» **Questions on the material**
a - In the article on security and drivers for Nevada officials, condense the paragraph that opens "In Las Vegas, a deputy city marshal" into a shorter version that keeps its main facts.
b - Reproduce word for word the passage of the article on security and drivers for Nevada officials that begins at the words "Clark County does" and stops after "other business purpose.".

» **Source document**
In state government, only Gov. Brian Sandoval has full-time security and transportation service, said Jim Wright, director of the Department of Public Safety, which runs the governor’s protection program.

No other top elected officials, including the secretary of state and the attorney general, or appointed state staff members have security or chauffeured transport, he said.

John Kuhlman, a spokesman for the Nevada System of Higher Education, said none of the chancellors he has served over the past 20 years received a driver.

In Las Vegas, a deputy city marshal accompanies Mayor Carolyn Goodman to public events for security reasons, and they may ride together, city spokeswoman Margaret Kurtz said in an email. No other staff member has that service unless there is a specific threat.

Oscar Goodman, who preceded his wife as mayor, also had a marshal who went to events with him when he represented the city during his three terms, Kurtz said.

But his predecessor, Jan Jones Blackhurst, did not.

“It may have been a different time, but I never had a driver,” said Jones, a senior executive with Caesars Entertainment Corp. “I believe that practice began with Oscar’s administration.”

Clark County does not provide transportation or security for elected or appointed officials.


The security logs at the convention center detail the use of officers for both work-relatedl and apparently personal trips.

Ralenkotter called dispatch on Sunday, Oct. 6, 2013, at 12:08 p.m. for a ride to Guardian Angel Cathedral and a return trip about an hour later.

The church website shows a weekly service on Sundays at 12:30 p.m.

Suppe said he did not have any information about the reason for the call, but it could have been for a memorial service or some other business purpose.

» **Extracted entries**
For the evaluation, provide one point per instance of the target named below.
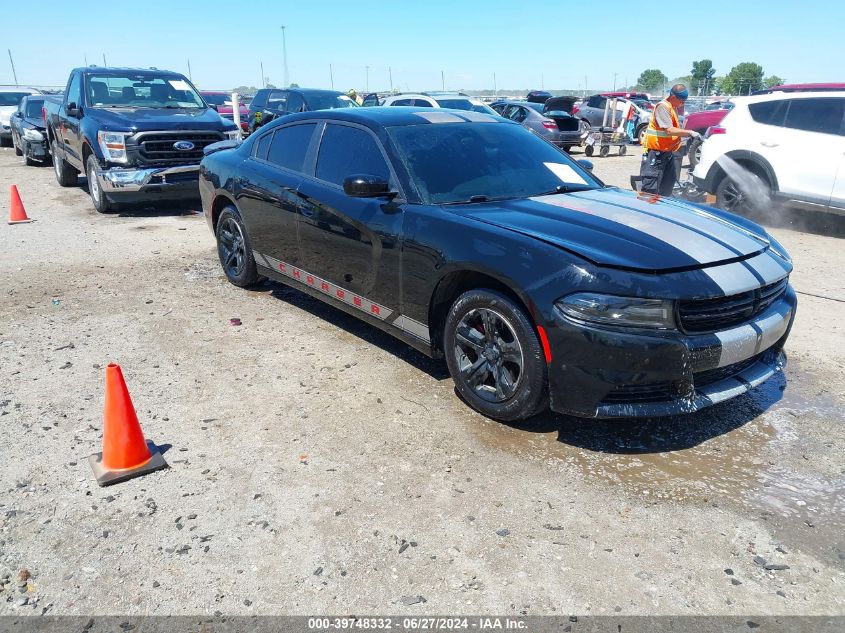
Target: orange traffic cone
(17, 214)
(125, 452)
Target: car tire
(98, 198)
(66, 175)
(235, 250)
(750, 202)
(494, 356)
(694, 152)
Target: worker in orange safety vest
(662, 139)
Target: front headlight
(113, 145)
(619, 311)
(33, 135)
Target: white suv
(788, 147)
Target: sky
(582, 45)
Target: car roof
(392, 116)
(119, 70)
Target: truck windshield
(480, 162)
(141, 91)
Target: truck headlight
* * *
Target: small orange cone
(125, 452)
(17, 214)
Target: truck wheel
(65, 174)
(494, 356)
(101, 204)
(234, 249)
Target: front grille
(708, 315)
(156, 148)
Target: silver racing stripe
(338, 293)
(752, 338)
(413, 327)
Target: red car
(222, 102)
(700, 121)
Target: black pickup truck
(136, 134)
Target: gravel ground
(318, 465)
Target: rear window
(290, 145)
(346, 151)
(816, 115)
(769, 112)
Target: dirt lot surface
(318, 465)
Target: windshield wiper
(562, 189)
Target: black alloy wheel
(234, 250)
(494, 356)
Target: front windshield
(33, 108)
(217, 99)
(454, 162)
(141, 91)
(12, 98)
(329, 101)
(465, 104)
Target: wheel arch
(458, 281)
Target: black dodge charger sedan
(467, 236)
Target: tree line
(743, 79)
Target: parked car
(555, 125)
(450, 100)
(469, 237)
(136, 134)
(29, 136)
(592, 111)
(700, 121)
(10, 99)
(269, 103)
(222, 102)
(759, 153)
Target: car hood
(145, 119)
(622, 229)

» **Exercise solutions**
a - City spokeswoman Margaret Kurtz said by email that a deputy city marshal goes with Mayor Carolyn Goodman to public events for security, and the two may ride together. Other staff members get this service only when there is a specific threat.

b -
Clark County does not provide transportation or security for elected or appointed officials.


The security logs at the convention center detail the use of officers for both work-relatedl and apparently personal trips.

Ralenkotter called dispatch on Sunday, Oct. 6, 2013, at 12:08 p.m. for a ride to Guardian Angel Cathedral and a return trip about an hour later.

The church website shows a weekly service on Sundays at 12:30 p.m.

Suppe said he did not have any information about the reason for the call, but it could have been for a memorial service or some other business purpose.